Report: Corporate agribusiness and the fouling of America’s waterways
Story Date: 7/15/2016

 

Source: ENVIRONMENT NORTH CAROLINA RESEARCH AND POLICY CENTER, 7/7/16


Pollution from agribusiness is responsible for some of America’s most intractable water quality problems – including the “dead zones” in the Chesapeake Bay, the Gulf of Mexico and Lake Erie, and the pollution of countless streams and lakes with nutrients, bacteria, sediment and pesticides. 


Today’s agribusiness practices – from the  concentration of thousands of animals and their waste in small feedlots to the massive planting of chemical-intensive crops such as corn – make water pollution from agribusiness both much more likely and much more dangerous.


The shift to such industrial practices is no accident. It is largely the result of decisions made in the boardrooms of some of the world’s largest corporations. Major agribusiness firms are responsible for the degradation of many American waterways, and they must change practices throughout their supply chains to clean up the mess.


Big agribusiness is a major polluter of America’s waterways. 


According to the U.S. Environmental Protection Agency (EPA), agriculture is the probable cause for making more than 145,000 miles of rivers and streams, 1 million acres of lakes and reservoirs, and 3,000 square miles of bays and estuaries too polluted for swimming, fishing, drinking, and/or maintaining healthy wildlife.


This agribusiness pollution is a leading cause of the dead zones that plague waters from the Chesapeake Bay to the Gulf of Mexico. In fact, this pollution is so severe that it is beginning to threaten our drinking water as well.   In Toledo, Ohio, runoff from agribusiness operations contributed to a toxic algae bloom in Lake Erie which contaminated the drinking water for 500,000 people around Toledo with cyanotoxins in 2014. In Iowa, nitrate pollution from agribusiness operations have so badly polluted the Raccoon River that Des Moines is now suing three counties for failing to stop contamination of its main drinking water source. And factory farms have contaminated drinking water wells from Washington to Wisconsin.


Top companies are producing staggering volumes of pollution.  In this report, we assess the water pollution footprint of five major agribusinesses:  Tyson, Smithfield, Cargill, JBS, and Perdue.   With each of these corporations, pollution in their supply chains includes manure from livestock, runoff from vast acres of grain, and direct dumping from processing facilities into our rivers and streams.

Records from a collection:
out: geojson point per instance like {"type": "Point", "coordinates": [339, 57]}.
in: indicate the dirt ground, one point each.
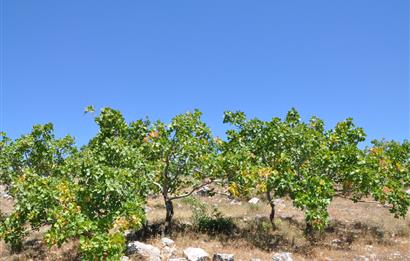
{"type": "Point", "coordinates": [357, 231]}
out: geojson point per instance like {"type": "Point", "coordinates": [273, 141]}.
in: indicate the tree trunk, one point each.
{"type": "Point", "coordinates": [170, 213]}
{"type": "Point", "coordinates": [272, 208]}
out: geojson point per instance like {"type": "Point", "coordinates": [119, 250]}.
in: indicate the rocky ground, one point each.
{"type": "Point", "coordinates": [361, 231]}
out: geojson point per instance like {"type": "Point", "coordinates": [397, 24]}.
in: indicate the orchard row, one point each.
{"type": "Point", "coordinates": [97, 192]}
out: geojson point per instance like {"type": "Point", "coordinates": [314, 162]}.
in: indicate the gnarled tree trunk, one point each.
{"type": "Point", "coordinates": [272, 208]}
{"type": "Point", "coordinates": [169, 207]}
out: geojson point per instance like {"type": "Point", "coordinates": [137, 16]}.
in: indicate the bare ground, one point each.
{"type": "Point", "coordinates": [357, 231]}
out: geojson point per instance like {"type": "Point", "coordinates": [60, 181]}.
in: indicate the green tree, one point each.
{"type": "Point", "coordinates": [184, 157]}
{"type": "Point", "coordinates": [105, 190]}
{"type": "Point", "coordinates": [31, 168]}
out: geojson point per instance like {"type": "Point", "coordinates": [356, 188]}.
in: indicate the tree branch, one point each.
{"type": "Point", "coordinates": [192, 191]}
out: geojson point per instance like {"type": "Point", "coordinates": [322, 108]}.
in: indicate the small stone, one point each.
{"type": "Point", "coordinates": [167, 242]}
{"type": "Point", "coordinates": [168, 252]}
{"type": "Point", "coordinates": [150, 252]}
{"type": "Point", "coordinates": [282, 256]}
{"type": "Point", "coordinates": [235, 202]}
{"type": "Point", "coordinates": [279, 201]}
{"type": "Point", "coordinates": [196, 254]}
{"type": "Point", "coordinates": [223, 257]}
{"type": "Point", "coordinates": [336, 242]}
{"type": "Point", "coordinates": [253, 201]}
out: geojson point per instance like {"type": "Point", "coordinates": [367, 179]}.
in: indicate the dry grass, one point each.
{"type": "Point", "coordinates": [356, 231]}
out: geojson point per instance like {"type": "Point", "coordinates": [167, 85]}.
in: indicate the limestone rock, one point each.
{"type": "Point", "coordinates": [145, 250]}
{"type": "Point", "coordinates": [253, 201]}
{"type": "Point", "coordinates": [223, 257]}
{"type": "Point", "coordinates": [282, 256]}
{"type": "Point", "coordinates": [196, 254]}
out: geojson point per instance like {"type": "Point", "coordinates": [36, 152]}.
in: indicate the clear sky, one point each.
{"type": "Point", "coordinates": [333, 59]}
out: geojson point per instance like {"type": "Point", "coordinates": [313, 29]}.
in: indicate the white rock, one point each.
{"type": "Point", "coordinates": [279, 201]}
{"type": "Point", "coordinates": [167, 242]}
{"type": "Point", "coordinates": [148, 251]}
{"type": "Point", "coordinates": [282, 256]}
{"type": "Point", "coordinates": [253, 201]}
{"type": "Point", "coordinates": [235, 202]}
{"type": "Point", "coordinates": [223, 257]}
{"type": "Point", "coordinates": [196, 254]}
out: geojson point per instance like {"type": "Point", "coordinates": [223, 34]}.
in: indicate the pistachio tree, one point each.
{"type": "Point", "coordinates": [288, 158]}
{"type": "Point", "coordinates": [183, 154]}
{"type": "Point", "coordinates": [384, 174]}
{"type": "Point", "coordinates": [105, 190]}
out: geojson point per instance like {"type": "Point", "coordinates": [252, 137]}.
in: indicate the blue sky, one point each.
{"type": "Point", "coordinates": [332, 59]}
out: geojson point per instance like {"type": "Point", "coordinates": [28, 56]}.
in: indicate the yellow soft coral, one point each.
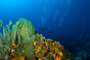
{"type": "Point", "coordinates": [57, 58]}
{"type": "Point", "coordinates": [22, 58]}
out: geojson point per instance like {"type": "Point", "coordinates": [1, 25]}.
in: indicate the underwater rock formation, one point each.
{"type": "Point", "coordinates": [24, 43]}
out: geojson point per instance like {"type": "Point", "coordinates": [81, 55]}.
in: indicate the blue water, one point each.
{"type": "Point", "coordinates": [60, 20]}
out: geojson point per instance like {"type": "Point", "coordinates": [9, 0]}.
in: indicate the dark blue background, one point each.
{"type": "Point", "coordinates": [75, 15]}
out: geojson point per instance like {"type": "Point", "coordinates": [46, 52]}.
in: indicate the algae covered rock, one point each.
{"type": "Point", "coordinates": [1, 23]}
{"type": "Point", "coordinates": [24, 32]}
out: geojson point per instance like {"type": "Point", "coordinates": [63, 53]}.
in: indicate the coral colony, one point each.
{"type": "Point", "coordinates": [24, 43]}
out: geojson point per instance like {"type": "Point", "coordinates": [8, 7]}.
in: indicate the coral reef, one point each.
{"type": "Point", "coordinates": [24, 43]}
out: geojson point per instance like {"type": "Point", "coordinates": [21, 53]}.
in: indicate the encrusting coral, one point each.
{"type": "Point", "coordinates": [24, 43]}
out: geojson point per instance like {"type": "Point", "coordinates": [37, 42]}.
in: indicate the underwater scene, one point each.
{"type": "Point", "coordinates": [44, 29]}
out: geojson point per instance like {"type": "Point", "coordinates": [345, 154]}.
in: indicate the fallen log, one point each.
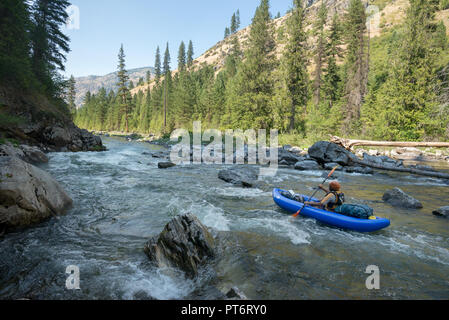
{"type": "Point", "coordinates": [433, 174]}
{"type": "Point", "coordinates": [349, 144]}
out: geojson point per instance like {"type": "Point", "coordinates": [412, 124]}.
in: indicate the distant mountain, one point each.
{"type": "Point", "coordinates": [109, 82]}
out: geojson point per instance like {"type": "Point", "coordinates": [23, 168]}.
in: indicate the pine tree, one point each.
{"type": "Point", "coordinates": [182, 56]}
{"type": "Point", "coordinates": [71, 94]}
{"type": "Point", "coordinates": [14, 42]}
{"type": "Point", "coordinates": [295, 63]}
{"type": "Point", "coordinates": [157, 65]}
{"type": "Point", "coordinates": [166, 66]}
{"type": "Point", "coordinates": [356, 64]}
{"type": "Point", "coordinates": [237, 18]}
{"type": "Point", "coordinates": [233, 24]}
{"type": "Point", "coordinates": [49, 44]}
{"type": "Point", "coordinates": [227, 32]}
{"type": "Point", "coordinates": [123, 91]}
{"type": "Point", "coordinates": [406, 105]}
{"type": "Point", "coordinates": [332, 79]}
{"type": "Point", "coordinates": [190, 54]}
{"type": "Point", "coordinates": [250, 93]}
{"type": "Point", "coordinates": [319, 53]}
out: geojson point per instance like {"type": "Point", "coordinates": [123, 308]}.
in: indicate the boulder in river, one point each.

---

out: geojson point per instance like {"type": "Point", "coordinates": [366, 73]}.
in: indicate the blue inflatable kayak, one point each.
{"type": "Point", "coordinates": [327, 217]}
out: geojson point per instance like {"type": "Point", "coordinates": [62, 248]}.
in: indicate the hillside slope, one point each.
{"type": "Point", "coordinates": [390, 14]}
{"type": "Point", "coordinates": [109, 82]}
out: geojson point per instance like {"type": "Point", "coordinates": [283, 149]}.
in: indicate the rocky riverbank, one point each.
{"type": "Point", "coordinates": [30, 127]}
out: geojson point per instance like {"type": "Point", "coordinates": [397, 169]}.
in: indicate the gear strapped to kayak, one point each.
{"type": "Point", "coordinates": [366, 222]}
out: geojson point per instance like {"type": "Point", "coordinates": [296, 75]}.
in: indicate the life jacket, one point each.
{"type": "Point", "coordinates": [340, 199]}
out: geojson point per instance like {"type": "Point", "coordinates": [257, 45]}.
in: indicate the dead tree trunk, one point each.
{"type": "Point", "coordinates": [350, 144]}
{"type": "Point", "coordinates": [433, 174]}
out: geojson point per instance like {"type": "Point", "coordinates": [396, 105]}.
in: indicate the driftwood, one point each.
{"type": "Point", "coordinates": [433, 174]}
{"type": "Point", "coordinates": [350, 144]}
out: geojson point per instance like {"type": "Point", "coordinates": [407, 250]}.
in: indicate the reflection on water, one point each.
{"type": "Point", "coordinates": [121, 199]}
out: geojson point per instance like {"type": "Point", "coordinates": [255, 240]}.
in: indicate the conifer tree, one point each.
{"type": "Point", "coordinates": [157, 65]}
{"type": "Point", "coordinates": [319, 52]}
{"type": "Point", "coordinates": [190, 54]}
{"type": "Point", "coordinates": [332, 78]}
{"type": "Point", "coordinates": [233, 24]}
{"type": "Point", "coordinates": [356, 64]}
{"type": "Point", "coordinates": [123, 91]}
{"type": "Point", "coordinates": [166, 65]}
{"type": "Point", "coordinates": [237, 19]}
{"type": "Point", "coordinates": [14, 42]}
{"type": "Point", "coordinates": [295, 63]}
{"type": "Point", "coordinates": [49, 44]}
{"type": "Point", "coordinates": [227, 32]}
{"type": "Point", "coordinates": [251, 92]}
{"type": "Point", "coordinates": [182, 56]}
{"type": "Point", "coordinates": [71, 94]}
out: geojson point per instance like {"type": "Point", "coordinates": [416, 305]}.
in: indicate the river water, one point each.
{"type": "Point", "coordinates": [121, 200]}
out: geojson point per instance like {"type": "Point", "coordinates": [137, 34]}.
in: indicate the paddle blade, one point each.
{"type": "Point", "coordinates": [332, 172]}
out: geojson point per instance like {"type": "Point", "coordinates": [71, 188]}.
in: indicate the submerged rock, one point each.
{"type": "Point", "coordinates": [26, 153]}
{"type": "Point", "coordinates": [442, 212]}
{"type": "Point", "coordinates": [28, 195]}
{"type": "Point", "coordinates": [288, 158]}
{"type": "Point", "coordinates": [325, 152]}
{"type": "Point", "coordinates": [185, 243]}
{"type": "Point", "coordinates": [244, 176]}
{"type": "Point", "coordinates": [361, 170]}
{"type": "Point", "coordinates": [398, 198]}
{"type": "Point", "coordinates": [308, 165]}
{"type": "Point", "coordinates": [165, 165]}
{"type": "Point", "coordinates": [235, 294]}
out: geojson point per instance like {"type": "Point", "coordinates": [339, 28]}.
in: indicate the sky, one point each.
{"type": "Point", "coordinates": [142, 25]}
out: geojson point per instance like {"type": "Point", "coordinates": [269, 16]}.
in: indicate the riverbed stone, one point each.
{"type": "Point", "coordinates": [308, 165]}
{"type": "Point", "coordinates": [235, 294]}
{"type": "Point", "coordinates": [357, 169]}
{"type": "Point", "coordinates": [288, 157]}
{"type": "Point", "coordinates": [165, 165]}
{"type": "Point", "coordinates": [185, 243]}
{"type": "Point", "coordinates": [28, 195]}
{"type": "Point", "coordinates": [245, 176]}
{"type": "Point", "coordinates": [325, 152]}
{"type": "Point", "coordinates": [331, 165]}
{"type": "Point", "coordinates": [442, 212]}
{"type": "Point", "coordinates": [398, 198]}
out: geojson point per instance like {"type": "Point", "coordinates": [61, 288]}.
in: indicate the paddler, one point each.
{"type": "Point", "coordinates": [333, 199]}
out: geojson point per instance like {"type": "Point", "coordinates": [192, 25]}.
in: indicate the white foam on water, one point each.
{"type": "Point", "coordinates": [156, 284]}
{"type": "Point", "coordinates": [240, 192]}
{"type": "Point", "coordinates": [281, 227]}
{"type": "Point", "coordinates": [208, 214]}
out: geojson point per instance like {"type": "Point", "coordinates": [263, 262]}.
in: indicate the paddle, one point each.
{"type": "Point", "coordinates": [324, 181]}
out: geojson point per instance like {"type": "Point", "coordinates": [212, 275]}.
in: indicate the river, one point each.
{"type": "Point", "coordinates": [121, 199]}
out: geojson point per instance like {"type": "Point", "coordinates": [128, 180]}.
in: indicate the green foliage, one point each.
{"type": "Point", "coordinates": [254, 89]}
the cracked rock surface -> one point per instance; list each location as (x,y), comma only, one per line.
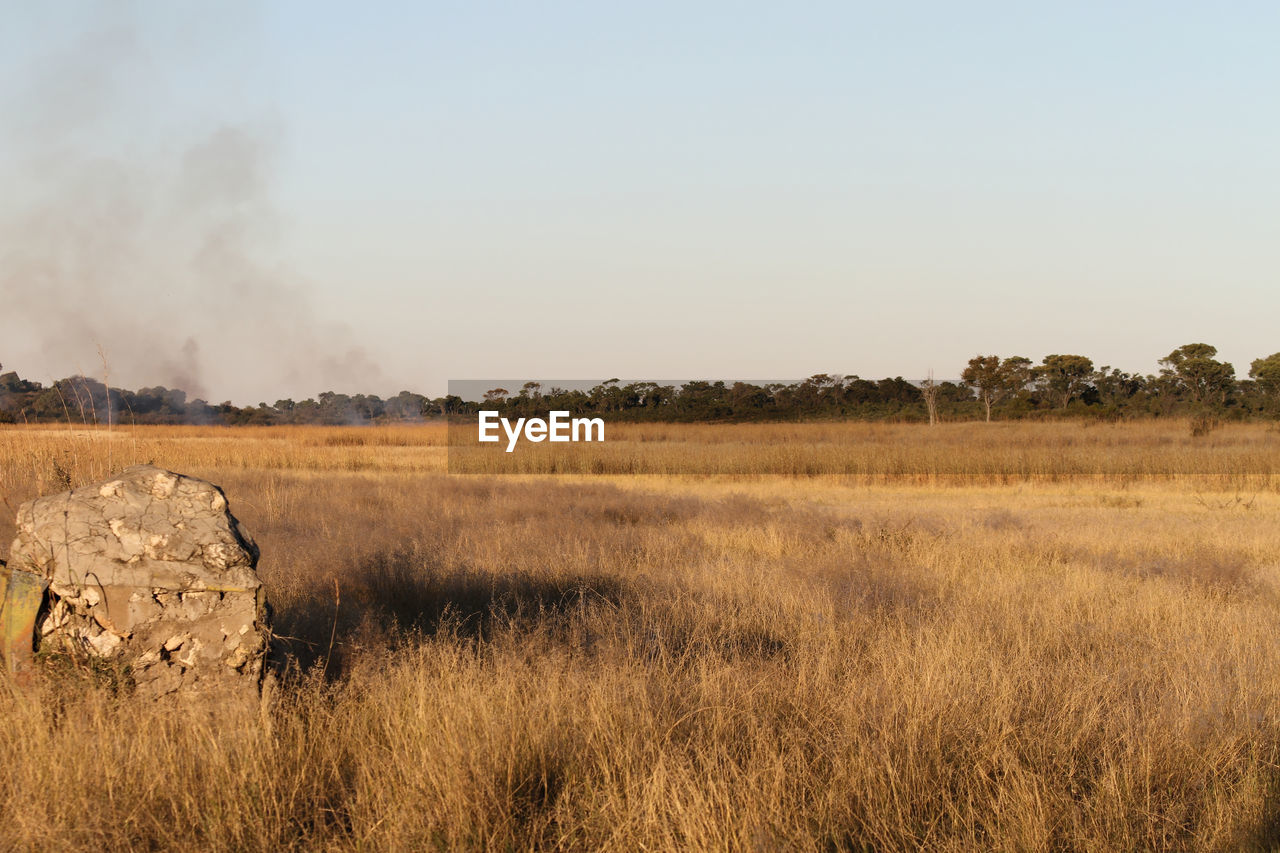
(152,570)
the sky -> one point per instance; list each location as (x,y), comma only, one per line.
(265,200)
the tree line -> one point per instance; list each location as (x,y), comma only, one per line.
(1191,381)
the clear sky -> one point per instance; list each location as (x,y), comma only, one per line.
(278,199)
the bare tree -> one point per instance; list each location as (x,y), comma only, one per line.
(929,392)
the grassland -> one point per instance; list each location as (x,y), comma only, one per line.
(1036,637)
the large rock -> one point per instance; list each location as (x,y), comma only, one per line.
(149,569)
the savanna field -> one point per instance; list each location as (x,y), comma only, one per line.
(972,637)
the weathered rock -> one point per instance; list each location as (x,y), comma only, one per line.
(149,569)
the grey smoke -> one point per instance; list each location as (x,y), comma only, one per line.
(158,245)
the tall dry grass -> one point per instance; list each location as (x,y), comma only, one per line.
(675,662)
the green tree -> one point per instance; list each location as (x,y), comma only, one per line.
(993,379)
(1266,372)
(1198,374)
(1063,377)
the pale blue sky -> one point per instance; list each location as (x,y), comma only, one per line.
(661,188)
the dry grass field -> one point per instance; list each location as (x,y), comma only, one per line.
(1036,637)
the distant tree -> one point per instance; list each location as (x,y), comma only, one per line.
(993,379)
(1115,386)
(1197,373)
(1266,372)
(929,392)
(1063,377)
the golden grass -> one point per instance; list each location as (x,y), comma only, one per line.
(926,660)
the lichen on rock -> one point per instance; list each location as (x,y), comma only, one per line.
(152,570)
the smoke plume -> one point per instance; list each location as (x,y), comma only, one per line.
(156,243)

• _APPLY WHAT YOU READ_
[A] Decide whether each statement agrees with the agribusiness pollution report, answering yes or no and quoting the report's deciding words: (i) Cargill is one of the companies whose water pollution footprint the report assesses. (ii) The Lake Erie algae bloom contaminated drinking water around Toledo in 2016. (iii) Des Moines is suing the state of Iowa over nitrate pollution in the Raccoon River.
[B] Carry on the agribusiness pollution report, starting after its last sentence.
The listing comes from a separate source and is unrelated to the agribusiness pollution report.

• _ANSWERS TO EACH TASK_
[A]
(i) Yes: "In this report, we assess the water pollution footprint of five major agribusinesses:  Tyson, Smithfield, Cargill, JBS, and Perdue."
(ii) No: "In Toledo, Ohio, runoff from agribusiness operations contributed to a toxic algae bloom in Lake Erie which contaminated the drinking water for 500,000 people around Toledo with cyanotoxins in 2014."
(iii) No: "Des Moines is now suing three counties for failing to stop contamination of its main drinking water source."

[B]
First, as the livestock industry concentrates its operations, more and more factory farms generate massive volumes of manure with no place to put it.  All too often, excess manure winds up in our rivers and streams.  We calculate the “manure footprint” of these five agribusiness companies as follows:


Table ES-1. Manure Footprint

COMPANY TONS OF MANURE
Tyson 55,289,069
JBS 45,797,269
Cargill 39,200,000
Smithfield 18,935,217
Perdue 3,715,140
TOTAL 162,936,695


Second, runoff from vast acres of commodity crops is a major pollution problem for our waterways.  A huge volume of corn and soybean production is driven by the need to feed livestock for these five companies and other agribusiness giants.  Massive production of chemical-intensive corn – driven by public policies that subsidize corn production – is wreaking havoc on waterways, including the Gulf of Mexico.


Finally, these same five companies also directly dump huge volumes of pollution into our rivers from their slaughterhouses and processing plants.  Four of them were among the top ten parent companies – from all industries - with the highest volumes of direct toxic discharges to our waterways in 2014, according to U.S. EPA’s Toxics Release Inventory (TRI).  The fifth profiled company, Perdue Farms, ranked 11th for direct dumping in the same year.  These companies had the same basic pattern of pollution from over 2010-2014 as well – all ranking among the top 15 parent companies in America for direct dumping of toxic substances into our waterways.